[Object pointing dataset rows]
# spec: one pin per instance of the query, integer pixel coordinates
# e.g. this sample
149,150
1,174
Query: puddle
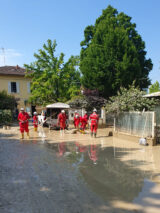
107,172
78,174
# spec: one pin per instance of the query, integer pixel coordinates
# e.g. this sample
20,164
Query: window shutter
9,87
28,87
17,85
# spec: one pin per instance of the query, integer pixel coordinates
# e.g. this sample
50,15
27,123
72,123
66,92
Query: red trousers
76,123
23,127
83,125
94,127
62,124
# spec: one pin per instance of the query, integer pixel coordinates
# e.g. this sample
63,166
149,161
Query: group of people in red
83,120
23,118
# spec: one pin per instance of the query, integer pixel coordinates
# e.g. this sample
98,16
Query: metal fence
136,123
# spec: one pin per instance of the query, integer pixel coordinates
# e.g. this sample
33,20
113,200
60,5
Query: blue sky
27,24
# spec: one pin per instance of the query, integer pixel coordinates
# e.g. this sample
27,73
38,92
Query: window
13,87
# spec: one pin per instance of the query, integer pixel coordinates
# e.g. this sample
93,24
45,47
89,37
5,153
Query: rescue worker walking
23,118
84,122
76,119
35,121
94,118
62,120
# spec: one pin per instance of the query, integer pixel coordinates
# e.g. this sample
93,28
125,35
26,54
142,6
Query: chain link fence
136,123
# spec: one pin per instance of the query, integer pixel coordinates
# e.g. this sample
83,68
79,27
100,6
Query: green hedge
5,117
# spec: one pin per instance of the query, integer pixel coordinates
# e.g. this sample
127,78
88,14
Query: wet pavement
55,172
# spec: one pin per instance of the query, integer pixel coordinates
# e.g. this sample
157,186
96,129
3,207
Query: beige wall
23,88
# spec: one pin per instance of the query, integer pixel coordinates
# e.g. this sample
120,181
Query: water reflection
103,171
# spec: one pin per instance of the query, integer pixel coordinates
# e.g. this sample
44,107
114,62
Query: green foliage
52,79
154,87
131,99
113,54
5,117
87,102
7,101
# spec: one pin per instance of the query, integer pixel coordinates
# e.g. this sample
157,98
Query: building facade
13,80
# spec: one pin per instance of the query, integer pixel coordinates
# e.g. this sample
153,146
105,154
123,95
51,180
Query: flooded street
55,172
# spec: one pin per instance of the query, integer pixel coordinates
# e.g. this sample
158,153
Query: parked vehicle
52,111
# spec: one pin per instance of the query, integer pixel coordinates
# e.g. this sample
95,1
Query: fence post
114,124
153,124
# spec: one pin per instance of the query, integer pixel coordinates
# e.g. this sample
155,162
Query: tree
131,99
52,79
89,100
7,101
113,54
154,87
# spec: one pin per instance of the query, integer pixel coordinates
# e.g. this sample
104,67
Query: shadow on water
100,170
108,176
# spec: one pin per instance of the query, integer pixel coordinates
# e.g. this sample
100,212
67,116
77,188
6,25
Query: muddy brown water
64,172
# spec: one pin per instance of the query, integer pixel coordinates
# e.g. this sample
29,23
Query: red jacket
94,118
62,117
23,117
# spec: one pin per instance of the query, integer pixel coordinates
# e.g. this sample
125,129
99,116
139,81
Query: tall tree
113,54
131,99
7,101
52,79
154,87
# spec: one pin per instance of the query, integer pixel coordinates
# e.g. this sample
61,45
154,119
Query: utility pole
3,54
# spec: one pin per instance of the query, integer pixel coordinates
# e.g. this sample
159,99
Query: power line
3,54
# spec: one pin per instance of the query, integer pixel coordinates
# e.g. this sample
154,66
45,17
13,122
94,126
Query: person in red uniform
84,121
62,120
76,119
35,121
23,118
94,122
93,153
61,148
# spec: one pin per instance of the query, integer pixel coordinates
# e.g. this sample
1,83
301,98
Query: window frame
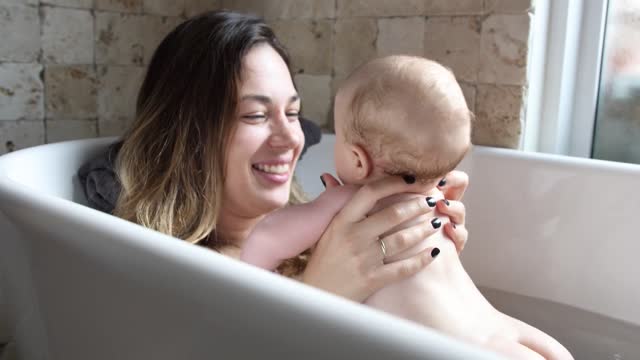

### [Stated goal]
Find each line in the records above that contains the word "fence", and copy those lines out in full.

### [Answer]
Query: metal fence
Query: chain link fence
Query: fence post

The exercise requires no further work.